"""

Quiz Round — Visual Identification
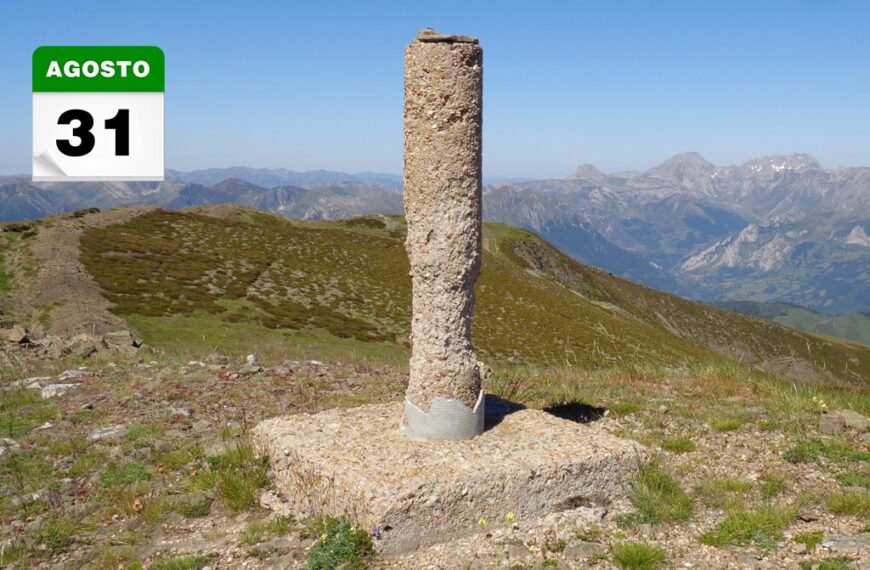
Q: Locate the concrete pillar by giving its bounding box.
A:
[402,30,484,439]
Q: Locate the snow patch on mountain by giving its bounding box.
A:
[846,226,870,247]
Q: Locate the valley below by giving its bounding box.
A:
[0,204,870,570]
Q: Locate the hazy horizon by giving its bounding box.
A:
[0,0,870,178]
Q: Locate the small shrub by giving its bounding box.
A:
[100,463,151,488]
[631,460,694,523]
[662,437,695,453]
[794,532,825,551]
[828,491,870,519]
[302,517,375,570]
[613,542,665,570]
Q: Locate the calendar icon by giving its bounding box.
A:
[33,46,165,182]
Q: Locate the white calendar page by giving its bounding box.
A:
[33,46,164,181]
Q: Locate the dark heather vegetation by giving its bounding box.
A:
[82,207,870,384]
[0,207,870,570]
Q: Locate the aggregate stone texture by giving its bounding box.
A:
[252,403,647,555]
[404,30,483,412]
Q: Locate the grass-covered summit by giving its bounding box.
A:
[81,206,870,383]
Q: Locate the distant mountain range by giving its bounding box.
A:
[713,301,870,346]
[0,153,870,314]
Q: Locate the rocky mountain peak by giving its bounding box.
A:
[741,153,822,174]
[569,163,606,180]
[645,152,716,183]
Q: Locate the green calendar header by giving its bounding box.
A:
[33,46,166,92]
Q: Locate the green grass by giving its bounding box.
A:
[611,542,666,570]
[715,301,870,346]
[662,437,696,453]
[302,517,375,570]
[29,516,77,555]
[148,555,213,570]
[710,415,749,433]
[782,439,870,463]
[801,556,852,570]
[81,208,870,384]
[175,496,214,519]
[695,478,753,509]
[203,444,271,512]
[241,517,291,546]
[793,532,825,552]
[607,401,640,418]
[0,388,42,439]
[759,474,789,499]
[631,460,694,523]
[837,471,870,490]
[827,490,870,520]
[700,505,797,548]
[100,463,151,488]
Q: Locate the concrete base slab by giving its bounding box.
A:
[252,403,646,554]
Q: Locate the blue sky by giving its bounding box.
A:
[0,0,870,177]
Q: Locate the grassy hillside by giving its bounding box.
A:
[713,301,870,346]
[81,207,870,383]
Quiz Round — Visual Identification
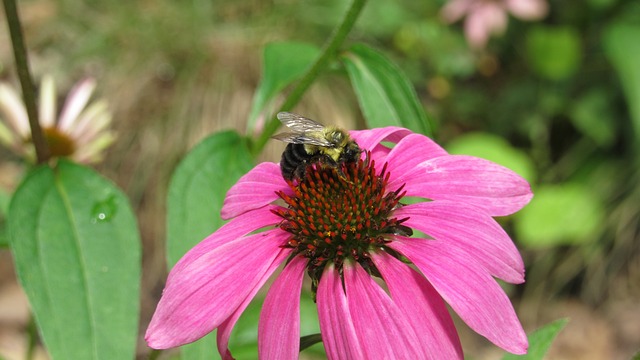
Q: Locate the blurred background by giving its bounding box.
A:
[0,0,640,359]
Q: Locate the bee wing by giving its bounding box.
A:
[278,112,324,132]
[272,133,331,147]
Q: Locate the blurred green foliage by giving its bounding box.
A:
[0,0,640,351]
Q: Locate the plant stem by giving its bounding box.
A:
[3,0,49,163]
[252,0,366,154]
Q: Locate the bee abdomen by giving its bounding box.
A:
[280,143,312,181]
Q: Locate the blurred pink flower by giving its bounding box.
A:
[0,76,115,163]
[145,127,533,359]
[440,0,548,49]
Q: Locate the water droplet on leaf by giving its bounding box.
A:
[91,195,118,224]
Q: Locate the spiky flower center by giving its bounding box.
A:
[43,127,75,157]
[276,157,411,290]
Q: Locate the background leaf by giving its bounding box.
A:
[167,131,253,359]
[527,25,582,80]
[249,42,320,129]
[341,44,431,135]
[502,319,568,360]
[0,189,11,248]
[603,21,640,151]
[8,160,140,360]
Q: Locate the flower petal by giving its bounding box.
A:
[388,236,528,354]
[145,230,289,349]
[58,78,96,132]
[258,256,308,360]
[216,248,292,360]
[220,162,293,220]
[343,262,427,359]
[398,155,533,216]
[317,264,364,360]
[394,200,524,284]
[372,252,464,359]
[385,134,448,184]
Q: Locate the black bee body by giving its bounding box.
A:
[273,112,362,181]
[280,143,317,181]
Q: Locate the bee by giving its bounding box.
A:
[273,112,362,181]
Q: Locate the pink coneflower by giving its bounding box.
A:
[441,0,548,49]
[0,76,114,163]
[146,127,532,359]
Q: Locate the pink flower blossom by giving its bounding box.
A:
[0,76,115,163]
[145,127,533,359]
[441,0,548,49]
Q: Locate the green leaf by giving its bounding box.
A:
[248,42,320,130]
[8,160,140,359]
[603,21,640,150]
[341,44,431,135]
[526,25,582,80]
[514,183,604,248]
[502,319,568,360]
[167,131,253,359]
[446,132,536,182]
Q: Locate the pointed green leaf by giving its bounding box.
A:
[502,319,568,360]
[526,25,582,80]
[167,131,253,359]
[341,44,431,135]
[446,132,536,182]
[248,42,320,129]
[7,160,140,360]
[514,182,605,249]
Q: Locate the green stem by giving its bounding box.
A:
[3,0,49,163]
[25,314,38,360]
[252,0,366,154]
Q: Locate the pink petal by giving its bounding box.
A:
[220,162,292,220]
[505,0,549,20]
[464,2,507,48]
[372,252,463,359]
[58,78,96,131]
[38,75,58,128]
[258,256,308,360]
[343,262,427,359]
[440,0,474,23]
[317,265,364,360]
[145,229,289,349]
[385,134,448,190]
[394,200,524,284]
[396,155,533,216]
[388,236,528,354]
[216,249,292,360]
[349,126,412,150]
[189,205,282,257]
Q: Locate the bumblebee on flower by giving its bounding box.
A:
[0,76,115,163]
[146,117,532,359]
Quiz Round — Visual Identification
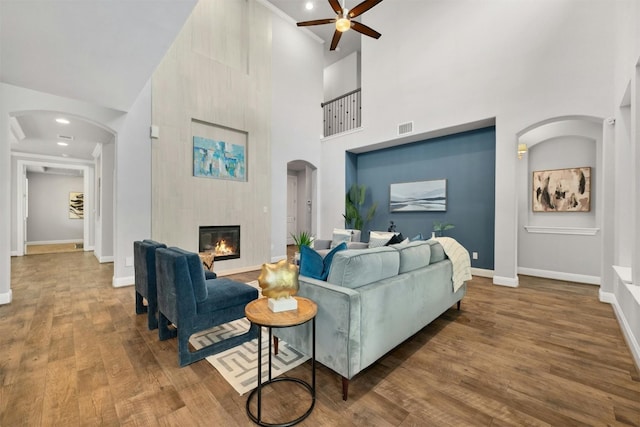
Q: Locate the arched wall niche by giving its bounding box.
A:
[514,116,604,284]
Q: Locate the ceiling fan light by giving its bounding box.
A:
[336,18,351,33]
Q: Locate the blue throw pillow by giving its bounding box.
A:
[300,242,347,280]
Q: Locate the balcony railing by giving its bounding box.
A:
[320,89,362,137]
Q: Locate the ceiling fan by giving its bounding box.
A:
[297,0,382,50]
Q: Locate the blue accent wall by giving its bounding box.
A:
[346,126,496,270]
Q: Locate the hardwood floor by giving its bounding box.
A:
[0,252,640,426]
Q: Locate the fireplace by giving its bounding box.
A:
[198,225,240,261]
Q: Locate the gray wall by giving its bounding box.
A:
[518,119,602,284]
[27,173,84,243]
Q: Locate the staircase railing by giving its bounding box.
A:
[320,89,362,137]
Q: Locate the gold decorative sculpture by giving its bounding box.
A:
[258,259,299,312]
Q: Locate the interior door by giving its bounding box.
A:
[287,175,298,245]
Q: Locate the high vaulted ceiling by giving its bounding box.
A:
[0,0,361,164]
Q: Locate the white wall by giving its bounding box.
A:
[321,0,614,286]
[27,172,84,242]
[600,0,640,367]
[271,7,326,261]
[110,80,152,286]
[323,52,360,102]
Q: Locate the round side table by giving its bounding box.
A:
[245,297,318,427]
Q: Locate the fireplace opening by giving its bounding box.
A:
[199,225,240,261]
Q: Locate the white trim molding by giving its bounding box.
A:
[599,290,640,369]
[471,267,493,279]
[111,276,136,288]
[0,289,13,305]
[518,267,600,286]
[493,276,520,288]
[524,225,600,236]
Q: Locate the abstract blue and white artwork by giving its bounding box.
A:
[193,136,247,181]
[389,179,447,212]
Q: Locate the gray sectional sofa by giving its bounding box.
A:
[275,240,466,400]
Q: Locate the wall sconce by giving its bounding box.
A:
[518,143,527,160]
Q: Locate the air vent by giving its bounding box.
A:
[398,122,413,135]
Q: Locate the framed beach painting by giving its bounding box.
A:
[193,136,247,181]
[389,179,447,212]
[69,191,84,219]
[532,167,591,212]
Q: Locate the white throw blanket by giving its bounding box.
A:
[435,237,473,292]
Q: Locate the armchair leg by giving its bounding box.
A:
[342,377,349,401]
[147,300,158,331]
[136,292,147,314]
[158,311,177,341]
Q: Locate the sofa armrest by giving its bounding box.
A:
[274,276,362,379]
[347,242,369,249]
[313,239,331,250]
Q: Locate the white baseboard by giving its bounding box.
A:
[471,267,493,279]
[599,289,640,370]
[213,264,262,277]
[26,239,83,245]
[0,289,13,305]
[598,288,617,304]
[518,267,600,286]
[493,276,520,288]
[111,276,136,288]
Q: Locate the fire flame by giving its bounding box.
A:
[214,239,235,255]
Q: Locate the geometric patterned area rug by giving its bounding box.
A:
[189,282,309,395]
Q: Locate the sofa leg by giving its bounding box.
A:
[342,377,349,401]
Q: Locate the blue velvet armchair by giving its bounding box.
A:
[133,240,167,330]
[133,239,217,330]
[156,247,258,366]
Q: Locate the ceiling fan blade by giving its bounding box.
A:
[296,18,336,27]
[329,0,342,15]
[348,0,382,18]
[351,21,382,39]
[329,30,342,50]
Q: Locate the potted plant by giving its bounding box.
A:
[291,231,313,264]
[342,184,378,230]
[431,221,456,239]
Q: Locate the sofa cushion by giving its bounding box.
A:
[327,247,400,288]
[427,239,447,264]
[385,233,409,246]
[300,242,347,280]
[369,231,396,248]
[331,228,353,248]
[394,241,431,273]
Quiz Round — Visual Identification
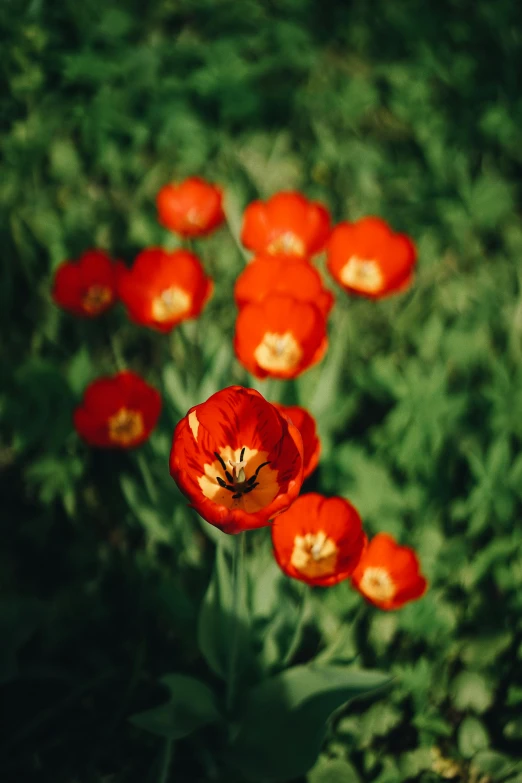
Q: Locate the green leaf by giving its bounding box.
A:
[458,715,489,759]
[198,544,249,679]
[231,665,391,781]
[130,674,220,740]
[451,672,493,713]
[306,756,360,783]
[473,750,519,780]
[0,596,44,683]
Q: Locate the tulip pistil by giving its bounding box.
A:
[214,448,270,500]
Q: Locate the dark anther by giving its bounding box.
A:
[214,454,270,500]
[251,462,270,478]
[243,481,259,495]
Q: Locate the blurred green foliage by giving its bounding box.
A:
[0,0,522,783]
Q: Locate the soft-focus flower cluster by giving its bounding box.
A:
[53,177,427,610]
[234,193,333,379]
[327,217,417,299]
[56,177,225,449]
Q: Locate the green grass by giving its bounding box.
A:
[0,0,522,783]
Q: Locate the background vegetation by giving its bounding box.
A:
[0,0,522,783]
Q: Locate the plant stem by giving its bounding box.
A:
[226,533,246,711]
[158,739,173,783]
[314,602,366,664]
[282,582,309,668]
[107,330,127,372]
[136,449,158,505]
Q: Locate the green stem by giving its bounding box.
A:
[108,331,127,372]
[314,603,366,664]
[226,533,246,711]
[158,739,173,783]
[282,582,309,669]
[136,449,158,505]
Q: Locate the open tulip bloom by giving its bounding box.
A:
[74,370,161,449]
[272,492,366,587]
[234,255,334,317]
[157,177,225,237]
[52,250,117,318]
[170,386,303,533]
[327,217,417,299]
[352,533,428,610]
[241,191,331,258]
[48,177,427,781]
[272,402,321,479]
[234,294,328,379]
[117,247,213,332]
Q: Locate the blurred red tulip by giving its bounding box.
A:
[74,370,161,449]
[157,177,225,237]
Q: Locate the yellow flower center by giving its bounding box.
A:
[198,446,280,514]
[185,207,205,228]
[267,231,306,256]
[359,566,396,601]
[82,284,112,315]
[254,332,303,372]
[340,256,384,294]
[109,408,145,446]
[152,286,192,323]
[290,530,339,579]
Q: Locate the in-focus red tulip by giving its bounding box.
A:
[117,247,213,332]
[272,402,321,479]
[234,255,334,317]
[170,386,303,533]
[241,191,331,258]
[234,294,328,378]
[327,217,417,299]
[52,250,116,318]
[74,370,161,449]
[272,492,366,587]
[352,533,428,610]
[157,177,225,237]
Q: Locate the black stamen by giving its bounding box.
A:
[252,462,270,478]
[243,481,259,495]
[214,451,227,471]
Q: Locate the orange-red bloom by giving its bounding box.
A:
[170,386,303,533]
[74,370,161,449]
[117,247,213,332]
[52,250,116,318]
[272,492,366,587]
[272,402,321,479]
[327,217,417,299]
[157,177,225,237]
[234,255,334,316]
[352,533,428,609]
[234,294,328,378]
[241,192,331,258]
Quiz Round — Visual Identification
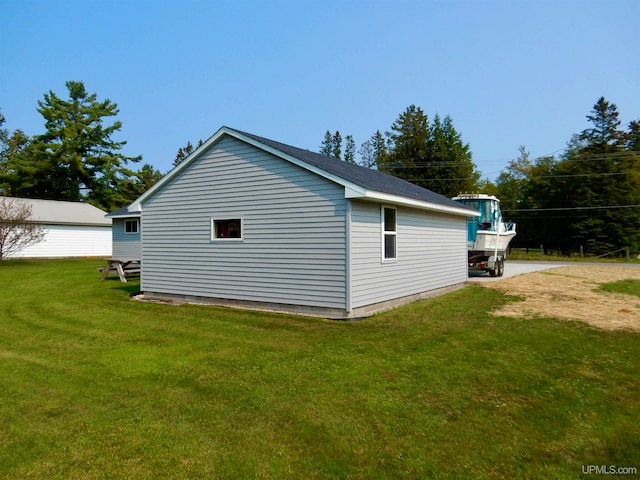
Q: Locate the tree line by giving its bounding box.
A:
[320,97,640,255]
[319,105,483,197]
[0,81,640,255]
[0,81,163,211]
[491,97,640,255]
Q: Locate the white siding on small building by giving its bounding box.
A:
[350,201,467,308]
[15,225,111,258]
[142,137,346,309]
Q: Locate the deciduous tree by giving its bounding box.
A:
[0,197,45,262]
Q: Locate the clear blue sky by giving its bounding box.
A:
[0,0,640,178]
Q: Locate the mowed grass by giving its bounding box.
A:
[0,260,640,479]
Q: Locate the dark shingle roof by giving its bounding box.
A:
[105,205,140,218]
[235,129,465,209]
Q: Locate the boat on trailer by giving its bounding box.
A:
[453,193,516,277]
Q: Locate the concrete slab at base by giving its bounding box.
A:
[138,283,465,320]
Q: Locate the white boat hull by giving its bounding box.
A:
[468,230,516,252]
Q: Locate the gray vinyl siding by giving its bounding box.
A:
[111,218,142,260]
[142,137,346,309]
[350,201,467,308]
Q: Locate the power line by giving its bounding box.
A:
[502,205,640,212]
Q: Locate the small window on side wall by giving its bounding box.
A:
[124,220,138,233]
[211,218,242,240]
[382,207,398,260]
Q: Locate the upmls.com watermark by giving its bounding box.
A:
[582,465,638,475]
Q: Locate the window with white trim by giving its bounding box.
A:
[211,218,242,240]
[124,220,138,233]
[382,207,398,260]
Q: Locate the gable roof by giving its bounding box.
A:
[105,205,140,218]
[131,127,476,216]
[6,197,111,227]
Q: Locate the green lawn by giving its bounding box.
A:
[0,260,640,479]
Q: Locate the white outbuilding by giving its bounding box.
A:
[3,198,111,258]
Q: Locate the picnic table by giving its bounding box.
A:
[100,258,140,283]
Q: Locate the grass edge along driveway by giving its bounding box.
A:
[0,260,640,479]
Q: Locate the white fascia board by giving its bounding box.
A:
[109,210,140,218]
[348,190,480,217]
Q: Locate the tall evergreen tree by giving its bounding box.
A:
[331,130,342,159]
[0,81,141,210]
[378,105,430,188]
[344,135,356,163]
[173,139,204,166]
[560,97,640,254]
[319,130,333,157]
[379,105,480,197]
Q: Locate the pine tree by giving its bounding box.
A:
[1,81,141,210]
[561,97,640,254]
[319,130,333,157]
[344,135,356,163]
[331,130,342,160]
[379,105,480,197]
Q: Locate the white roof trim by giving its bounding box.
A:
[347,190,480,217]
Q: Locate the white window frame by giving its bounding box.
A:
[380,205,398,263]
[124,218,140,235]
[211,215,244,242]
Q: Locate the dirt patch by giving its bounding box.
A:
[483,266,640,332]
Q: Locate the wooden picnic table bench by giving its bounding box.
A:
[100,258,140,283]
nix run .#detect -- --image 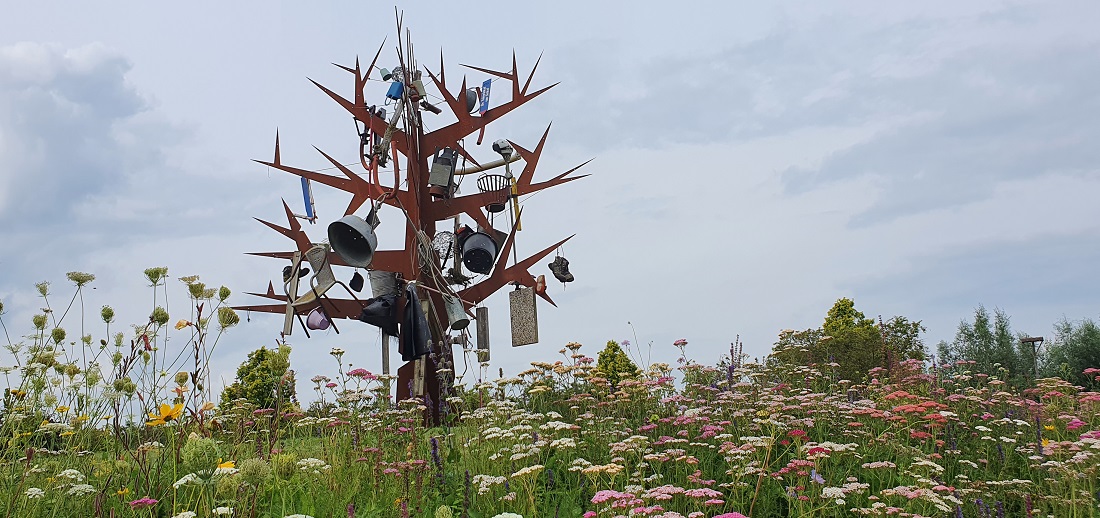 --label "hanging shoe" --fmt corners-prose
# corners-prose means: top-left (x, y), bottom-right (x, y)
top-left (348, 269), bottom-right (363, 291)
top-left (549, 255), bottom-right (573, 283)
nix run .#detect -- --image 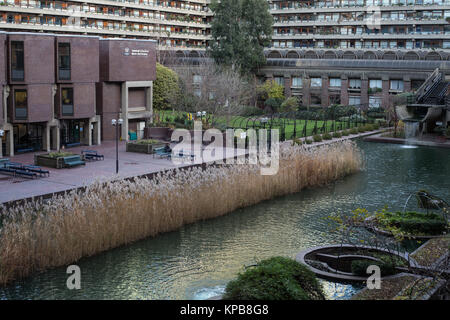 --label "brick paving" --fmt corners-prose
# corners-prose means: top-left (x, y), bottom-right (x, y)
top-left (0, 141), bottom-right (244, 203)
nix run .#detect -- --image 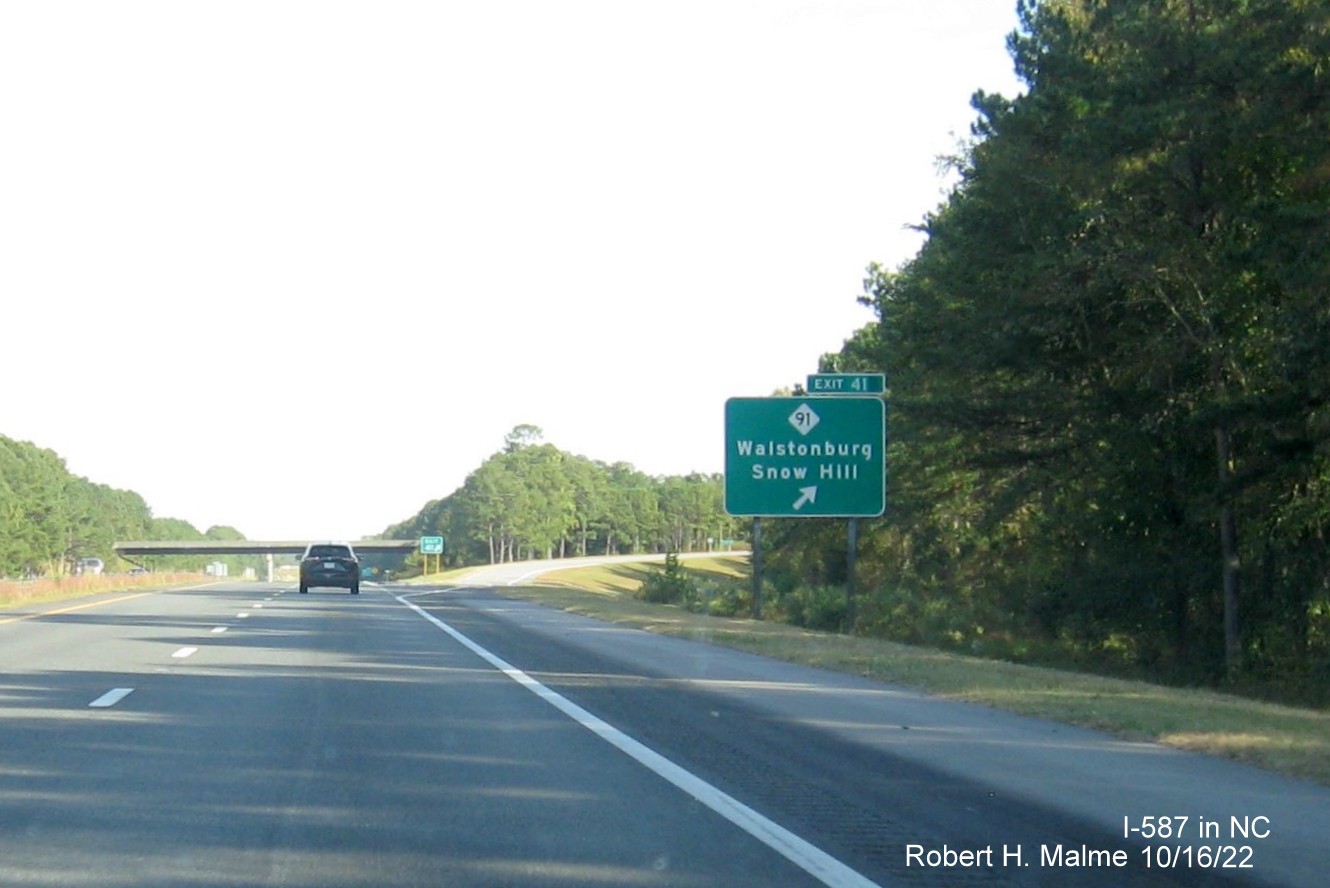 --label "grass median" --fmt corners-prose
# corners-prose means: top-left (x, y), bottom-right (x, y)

"""

## What is asked:
Reproduce only the material starting with the line that contains "Q: Locate the high" and going on through the line that contains "[532,167,591,212]", updated so that "sofa" is replaced with "couch" and all else is unchanged.

## The completed task:
Q: Locate the high vaulted ceiling by giving its bounding box.
A:
[0,0,361,164]
Q: Locate the white wall by giving its bounding box.
A:
[321,0,614,286]
[27,172,84,242]
[600,0,640,367]
[271,7,326,261]
[110,80,152,286]
[323,52,360,102]
Q: Locate the round side table by giving its bounding box.
A:
[245,297,318,427]
Q: Locate the fireplace opening by giving its bounding box.
A:
[199,225,240,261]
Q: Locate the white trim molding by giving its bounding box.
A:
[599,290,640,369]
[471,267,493,279]
[111,276,136,288]
[0,289,13,305]
[518,267,600,286]
[493,276,520,288]
[524,225,600,236]
Q: Locate the abstract blue and white artwork by giving its bounding box.
A:
[193,136,247,181]
[389,179,447,212]
Q: Locate the gray sectional couch by giving its bounding box.
A:
[275,240,466,400]
Q: Locate the wall sconce by giving its bounding box.
A:
[518,143,527,160]
Q: Locate the air vent by giving its bounding box.
A:
[398,122,413,135]
Q: Locate the framed beach painting by giving its bounding box.
A:
[193,136,247,181]
[389,179,447,212]
[69,191,84,219]
[532,167,591,212]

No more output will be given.